---------- SUPPLIED TEXT ----------

During sepsis, activated caspase-1 interacts with molecular events which promotes mitochondrial dysfunction, such as ROS production of mitochondria, disturbance of membrane permeability, and fragmentation of mitochondrial network, then exacerbates apoptosis with pro-inflammatory response (65). Apoptotic events orchestrated by elevated intracellular oxidative stress was suggested for pathogenesis of sepsis- induced acute respiratory distress syndrome (66).
Endogeneous nitric oxide (NO) has been identified as a negative regulator for NLRP inflammasome in macrophage, and enhances survival via inducing autophagy (67).
A shift from oxidative phosphorylation to glycolysis (Warburg effect) induces succinate accumulation, then the stability of hypoxia-inducible factor 1α (HIF1α) is increased, in turns increases the transcription of IL-1β (which encodes IL-1β) (68).

----------

▶ _DIRECTIONS_
**A)** Please translate this sentence from the passage on sepsis and mitochondrial dysfunction into Spanish: "Endogeneous nitric oxide (NO) has been identified as a negative regulator for NLRP inflammasome in macrophage, and enhances survival via inducing autophagy (67)."
**B)** Extend the passage on sepsis and mitochondrial dysfunction, starting after its final sentence about the shift to glycolysis.

---------- RECORDS ----------

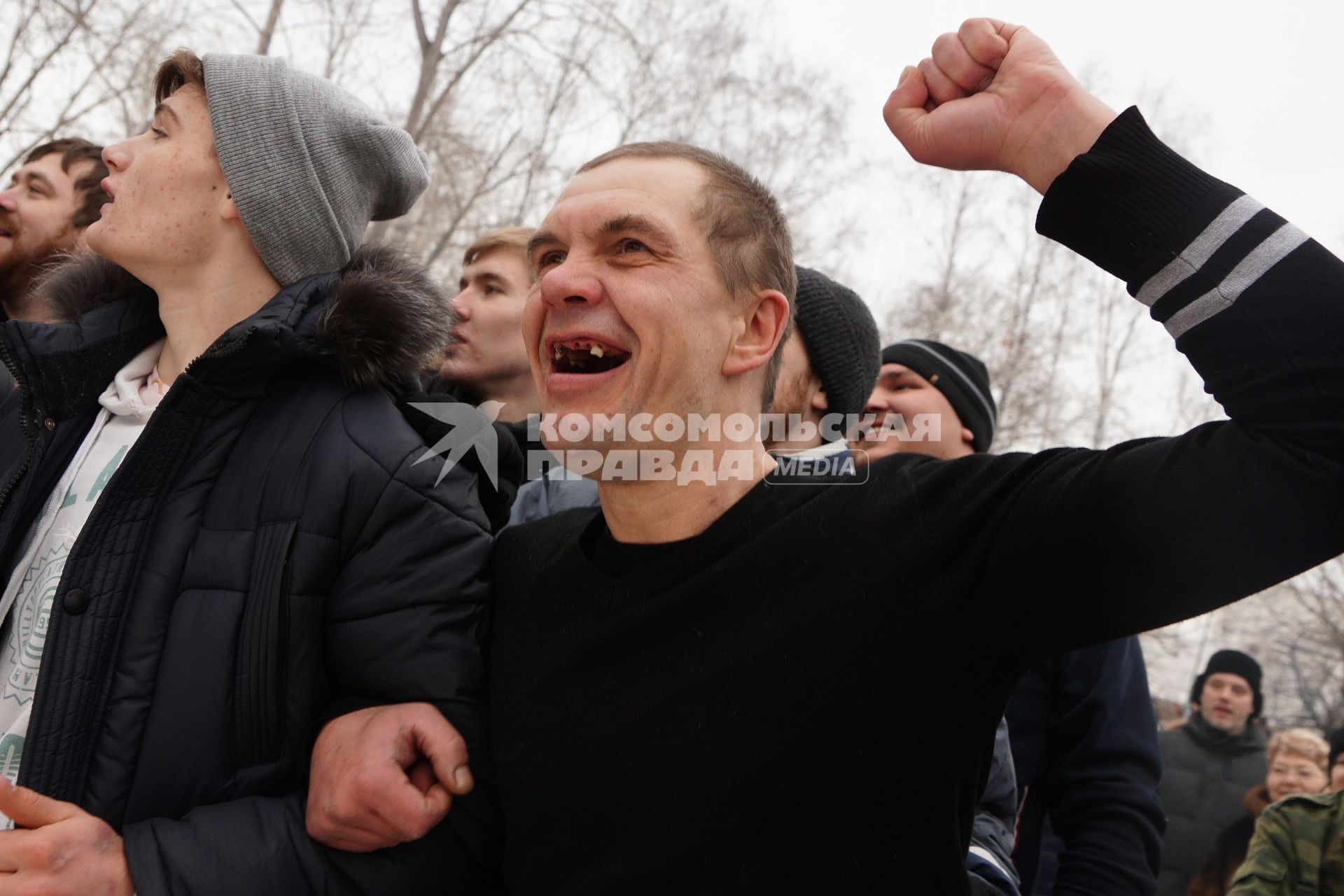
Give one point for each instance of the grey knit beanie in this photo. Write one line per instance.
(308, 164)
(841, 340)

----------
---------- RECORDS ----------

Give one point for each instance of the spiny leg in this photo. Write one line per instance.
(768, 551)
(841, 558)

----------

▶ _RESULTS BY TASK_
**A)** Se ha identificado el óxido nítrico (NO) endógeno como un regulador negativo del inflamasoma NLRP en los macrófagos, y mejora la supervivencia mediante la inducción de la autofagia (67).

**B)**
Increase of mitochondrial oxidation of succinate (through succinate dehydrogenase) and upregulation of mitochondrial membrane potential induce the production of mtROS, as a result, pro-inflammatory gene expression is raised (69).
* The types of mitochondrial dysfunction might have consequences on the inflammatory nature of the ongoing cell death, regulated by formulation of apoptosome or inflammasome in a context-dependent manner (70).
4) differential tissue and organ responses
In sepsis, blood and spleen leukocytes go to hyporesponsive in the acute disease stage, such as tolerance in these hematopoietic compartments. However, the functionality of alveolar macrophages, liver kupffer cells, intestinal epithelial lymphocytes, microglia cells, and skin’s CD8 T-cells was shown to be unaffected or primed (71) (72). Thus, compartments other than the blood participate in shaping immunosuppression.
* Understanding organ-specific immune responses to sepsis is important for the recognition how the local control of the infection affect the whole immunity and progression of sepsis, persistent inflammation, immunosuppression, and catabolism syndrome (59).
5) cell metabolism that provides nutrient fueling or depletion into starvation and the reversing to regaining cell satiety/homeostasis
Malnutrition can negatively affect immunity and increase the frequency of sepsis (73).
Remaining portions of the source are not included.